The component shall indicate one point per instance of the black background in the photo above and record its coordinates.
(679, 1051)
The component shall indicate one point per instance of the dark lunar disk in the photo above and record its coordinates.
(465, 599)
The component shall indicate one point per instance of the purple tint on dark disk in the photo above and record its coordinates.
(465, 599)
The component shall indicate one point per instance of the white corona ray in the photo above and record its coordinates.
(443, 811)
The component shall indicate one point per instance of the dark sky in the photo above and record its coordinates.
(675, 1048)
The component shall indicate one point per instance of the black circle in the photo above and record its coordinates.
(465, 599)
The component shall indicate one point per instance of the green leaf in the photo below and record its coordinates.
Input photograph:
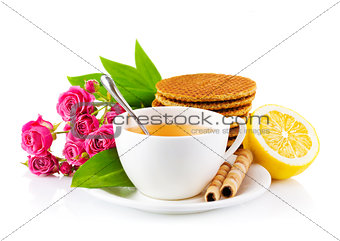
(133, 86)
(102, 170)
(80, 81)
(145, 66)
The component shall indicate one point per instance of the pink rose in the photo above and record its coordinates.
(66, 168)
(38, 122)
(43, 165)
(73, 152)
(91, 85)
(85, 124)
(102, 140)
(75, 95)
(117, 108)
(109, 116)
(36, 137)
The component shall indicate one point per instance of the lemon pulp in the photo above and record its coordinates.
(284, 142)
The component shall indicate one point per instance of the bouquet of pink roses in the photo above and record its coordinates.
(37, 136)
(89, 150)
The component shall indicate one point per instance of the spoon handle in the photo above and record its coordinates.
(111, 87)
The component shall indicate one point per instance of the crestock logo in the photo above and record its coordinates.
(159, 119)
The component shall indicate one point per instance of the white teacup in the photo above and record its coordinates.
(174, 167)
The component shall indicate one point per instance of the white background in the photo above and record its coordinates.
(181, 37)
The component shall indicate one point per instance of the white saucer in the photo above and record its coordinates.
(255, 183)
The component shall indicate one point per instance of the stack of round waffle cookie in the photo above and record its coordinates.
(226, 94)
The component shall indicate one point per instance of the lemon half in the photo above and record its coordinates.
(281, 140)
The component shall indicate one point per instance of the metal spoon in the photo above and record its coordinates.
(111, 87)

------------------------

• TASK INSTRUCTIONS
Extract every line of the listing above, word for word, and leave the pictures out of your answer.

• SOLVED PROBLEM
The component shall indicate one point per instance of the black background in the photo above and record its coordinates.
(679, 1051)
The component shall indicate one point per instance of the dark lunar disk in the photo above and record its coordinates.
(465, 599)
The component shall indicate one point per instance of the purple tint on dark disk in the photo above and record its coordinates.
(465, 599)
The component shall indicate one point per instance of the white corona ray in the photo above and record its coordinates.
(443, 811)
The component shall indicate one point per instance of the dark sky in the photo above and record its coordinates.
(675, 1048)
The component shall indicate one point per instance of the black circle in the photo above and record its coordinates.
(465, 599)
The component shall indicate one point per instance of the green leaf in the photo below and record its coordinates.
Input photograph:
(133, 86)
(102, 170)
(80, 81)
(145, 66)
The component shall indicate one point per instance of the pink rose in the photo above and record its coordinates.
(66, 168)
(38, 122)
(43, 165)
(73, 152)
(91, 85)
(85, 124)
(102, 140)
(75, 95)
(117, 108)
(109, 116)
(36, 137)
The component shall indicate one point per instance of the lemon pulp in the photo above and record its coordinates.
(284, 142)
The component shall indicate one point per instance of the bouquet of pink roses in the photo above and record its coordinates.
(37, 136)
(89, 150)
The component shall indicate one point per instance of the spoon handle in the photo above and record its coordinates.
(111, 87)
The component shall indicate one point per instance of the crestock logo in the photo above and record its coordinates.
(159, 119)
The component shall indicate one point per instance of the white teacup in the photo above and record its coordinates.
(174, 167)
The component shall indicate one point per instance of the white background in the photo above and record its coordinates.
(181, 37)
The component shall indicate one point per instance of the white saucer in the photo above and record its coordinates.
(255, 183)
The component shall indicate one point per instance of the stack of round waffle cookie in the photo above and record its coordinates.
(226, 94)
The component shall indicate one point per instance of the lemon half in the photo above and record its coordinates.
(281, 140)
The component shall indicate one point per instance of the metal spoon in the photo above and record its coordinates.
(111, 87)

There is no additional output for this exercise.